◆ EXERCISE DIRECTIONS
Copy every entry precisely.
----- PROVIDED MATERIAL -----
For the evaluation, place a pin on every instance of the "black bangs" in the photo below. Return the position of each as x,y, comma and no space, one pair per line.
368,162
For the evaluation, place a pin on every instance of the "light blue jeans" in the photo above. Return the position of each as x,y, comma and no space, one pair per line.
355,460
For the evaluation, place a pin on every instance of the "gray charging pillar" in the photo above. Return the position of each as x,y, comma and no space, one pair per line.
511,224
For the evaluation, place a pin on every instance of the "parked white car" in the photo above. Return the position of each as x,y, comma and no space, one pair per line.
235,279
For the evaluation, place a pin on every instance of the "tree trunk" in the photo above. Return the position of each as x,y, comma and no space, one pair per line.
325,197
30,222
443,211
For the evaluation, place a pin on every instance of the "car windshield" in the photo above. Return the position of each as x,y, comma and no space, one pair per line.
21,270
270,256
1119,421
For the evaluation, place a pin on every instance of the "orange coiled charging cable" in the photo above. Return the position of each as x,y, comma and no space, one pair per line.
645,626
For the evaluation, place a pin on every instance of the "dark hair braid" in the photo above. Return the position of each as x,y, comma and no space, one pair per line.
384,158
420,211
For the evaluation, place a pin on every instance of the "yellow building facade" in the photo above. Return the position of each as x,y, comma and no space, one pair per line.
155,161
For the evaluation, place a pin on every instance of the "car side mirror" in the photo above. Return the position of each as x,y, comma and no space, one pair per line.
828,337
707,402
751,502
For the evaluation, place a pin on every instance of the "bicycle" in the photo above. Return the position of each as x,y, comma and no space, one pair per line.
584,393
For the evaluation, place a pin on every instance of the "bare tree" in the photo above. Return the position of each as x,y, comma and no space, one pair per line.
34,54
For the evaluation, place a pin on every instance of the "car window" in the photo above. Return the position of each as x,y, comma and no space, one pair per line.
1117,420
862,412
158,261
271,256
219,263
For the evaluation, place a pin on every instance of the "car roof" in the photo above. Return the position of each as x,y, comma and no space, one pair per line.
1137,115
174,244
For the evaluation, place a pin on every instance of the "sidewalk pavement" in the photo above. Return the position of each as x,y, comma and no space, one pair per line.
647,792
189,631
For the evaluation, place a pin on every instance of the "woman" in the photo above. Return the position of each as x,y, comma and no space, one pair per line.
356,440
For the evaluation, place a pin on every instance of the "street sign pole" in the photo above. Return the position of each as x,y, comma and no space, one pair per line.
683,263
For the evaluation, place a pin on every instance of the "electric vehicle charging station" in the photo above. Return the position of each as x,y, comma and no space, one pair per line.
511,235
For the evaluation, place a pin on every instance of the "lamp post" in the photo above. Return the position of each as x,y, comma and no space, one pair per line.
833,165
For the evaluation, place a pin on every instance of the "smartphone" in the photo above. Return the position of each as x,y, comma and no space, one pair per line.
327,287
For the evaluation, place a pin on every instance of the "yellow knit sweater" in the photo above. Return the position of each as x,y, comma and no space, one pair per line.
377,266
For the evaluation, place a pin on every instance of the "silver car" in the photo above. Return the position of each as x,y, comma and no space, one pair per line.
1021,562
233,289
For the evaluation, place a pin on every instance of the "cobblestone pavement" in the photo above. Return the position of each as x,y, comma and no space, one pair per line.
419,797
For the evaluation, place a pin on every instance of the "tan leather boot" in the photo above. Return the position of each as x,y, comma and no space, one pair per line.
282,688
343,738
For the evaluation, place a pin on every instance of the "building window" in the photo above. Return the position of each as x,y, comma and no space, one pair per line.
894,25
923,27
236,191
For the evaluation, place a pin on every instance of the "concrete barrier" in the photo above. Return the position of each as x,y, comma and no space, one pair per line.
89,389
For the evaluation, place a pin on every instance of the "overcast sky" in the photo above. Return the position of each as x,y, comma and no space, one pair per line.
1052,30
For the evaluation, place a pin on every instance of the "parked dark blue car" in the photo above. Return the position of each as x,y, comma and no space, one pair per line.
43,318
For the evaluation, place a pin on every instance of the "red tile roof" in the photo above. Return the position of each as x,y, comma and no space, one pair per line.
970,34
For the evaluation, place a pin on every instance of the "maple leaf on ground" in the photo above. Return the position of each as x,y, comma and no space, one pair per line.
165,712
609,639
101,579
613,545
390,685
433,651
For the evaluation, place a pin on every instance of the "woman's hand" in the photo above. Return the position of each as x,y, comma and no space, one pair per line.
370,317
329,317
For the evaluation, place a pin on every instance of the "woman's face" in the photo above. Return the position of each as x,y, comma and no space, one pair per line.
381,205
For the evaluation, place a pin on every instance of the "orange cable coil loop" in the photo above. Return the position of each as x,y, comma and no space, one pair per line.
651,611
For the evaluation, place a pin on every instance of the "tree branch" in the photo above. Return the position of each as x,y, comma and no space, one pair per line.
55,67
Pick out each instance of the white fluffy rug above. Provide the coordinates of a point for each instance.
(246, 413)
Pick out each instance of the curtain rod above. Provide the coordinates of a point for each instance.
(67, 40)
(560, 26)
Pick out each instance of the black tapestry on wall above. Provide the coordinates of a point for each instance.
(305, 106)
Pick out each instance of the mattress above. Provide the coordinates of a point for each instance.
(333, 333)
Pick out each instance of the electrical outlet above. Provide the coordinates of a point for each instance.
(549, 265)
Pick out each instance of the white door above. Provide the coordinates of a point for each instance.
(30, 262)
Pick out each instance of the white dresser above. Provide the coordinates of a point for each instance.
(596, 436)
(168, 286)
-----
◆ CORRECT OUTPUT
For the evaluation, place a pin on every instance of the "black bangs" in the photo below. Return the position of each as x,y, comma and no space, one pair per line.
368,162
For the evaluation, place a pin on every instance of the "light blue jeans" in the photo above. Return the position of each as x,y, comma and no space, one pair per line.
355,460
For the evaluation, place a pin on every instance of the "gray charging pillar" in the photo above. Return the position of each as x,y, comma and no space, one pair per line.
511,224
For the evaluation, place a pin on every instance of the "parked white car" in the photo above. Return the position of each as x,y, comma and no space, one pair per line.
235,279
For the evaluation, place a pin on every instance of the "tree trunk" in the photo above. Return the position of each as x,y, comma and no space, one pair per line.
325,197
30,222
443,211
For the evaluation, place a pin on every instance of the "car windshield" in the photo above. Return the position of each as x,y, comma and no space, one pair per line.
21,270
270,256
1119,421
For the evaluation, place a pin on every instance of the "orange coiled charging cable" in the photo above. Return the position of each as x,y, comma and no space, one pair per line.
645,626
For the evaluation, place a pin on every instance of the "dark hair braid" in the photo above. Return the position of each as x,y, comma and no space, one pair per line.
384,158
420,211
For the evaluation, place a pin on every instance of the "yellow building facade" in the photo above. Return the position of each as x,y, comma and no space, one pair per line.
155,161
For the evaluation, place a pin on every instance of the "car side mirror" in the photo above. Return the position of each as x,y, comma and no space, one pair per line.
828,337
707,402
751,502
For the evaluation, place a pin on every instance of the "bicycle" in the photo above. Return the position of each as x,y, comma and no space, one pair per line.
584,393
For the evaluation, place a pin on every instance of the "bare tree" in the photo above. Return the position of each as x,y, comma and no space, one pair per line.
34,54
For the evaluation, place a pin on every instance of the "car window" in the photo above. Return the position of each as x,y, comma and no space, one pair per line.
1117,420
862,412
158,261
271,256
219,263
For the evaluation, place a pin on every instance of the "car roof" in the photo above. Return the position of each as x,y, comma and no space, one pair per line.
1137,115
174,244
For the evaluation, place a pin on every instance of the "sidewalk pavement" in the photo above. Return the position of each as x,y, comma and no space, one pair per line.
647,792
189,631
For the evaluation, place a pin on every instance of the "woman" in the photo above. Return the position of each as x,y, comma and no space, one pair per line.
356,440
For the evaluation, place a pin on every instance of the "street sign pole" in the photo above. Return the position of each as x,y, comma and no space, one pair per line.
683,263
For the evaluation, place a pin on every instance of the "electric vehicle charging station" in the photo above. Return the position of each as x,y, comma and no space, one pair per line.
511,235
For the evaluation, place a pin on every instance of the "lamp post" in the photo above. Return the position of each as x,y, comma and no space, one pair per line.
833,165
For the evaluation, place a pin on every instance of the "smartphone" in the photo above. Return the position of each as x,y, comma and no space, one pair per line.
327,287
For the evaluation, place a pin on every instance of the "yellow knit sweater" in the photo above. Return the position of each as x,y, comma and no space, one pair per line.
377,266
For the evaluation, place a pin on every instance of the "silver car" in the photo above. Return the position of each as x,y, comma and no space, one pair per line.
1021,562
233,289
For the evaluation, place a pin on every instance of the "cobblestone pavement" in the photo above. Return the position of each as x,y, comma and no space, one pair per line.
419,797
For the evaluation, place a pin on every instance of the "tan leather boot" in the photo above. Return the position of each as x,y, comma and no space, one pair per line.
282,688
343,738
For the evaluation, place a pin on every instance of the "building window" in the photo above. Return the position of each as x,y, comma and no space, one pair per line.
894,25
923,27
236,191
For the evaluation, place a pin on every instance of the "concrete barrier" in the photo above. Return the position of each as x,y, comma and no space, one pair per line.
89,389
For the evaluation, place a pin on every instance of the "overcast sky" in the photo above. Return the position of each as x,y, comma and no space, one pair per line.
1052,30
For the evaluation, place a pin on every instance of the "parked dark blue car" in the photo above. Return the position of each as x,y, comma and no space, one pair per line.
43,318
For the evaluation, place a pin on every instance of the "red tile roof" in the photo above. Return the position of each as x,y, comma and no space, one pair per line.
970,34
For the evaluation, place a pin on every instance of the "maple leaf on ground" in the photo above. Return the position of each as x,y, comma and no space, one pair per line.
165,712
609,639
101,579
613,545
390,685
433,651
For the evaluation, place a pin on every instance of the "woman's hand" in the photo above. Return the position of each as x,y, comma and no space, one pair per line.
370,317
329,317
For the evaluation, place a pin on every instance of the "woman's face" in the photo above. Return the position of each as x,y, comma and no space, one pair per line.
381,205
For the evaluation, place a pin on every instance of the "orange cable coil loop" in the photo above. Return the position of each as x,y, comma and no space, one pair per line.
651,611
For the evaluation, place a pin on every instance of the "tree branch" in the photo above. Return the position of each as x,y, comma and no space, one pair per line.
55,67
Pick out each instance of the white fluffy rug above. Provide the coordinates of a point for each instance.
(246, 413)
Pick out each instance of the curtain rod above. Provide the coordinates of a point for each instance.
(67, 40)
(560, 26)
Pick out each instance of the black tapestry on wall above. Provide the coordinates of a point for each instance.
(305, 106)
Pick out each instance of the mattress above. Provide the coordinates of a point for each instance.
(333, 333)
Pick out each instance of the electrical outlet above. Provide the coordinates of a point for each instance.
(549, 265)
Pick out each instance of the white door above. Provide the coordinates of a point for each instance.
(30, 262)
Pick out each instance of the white dresser above. Provide the coordinates of a point for each instance.
(596, 436)
(168, 286)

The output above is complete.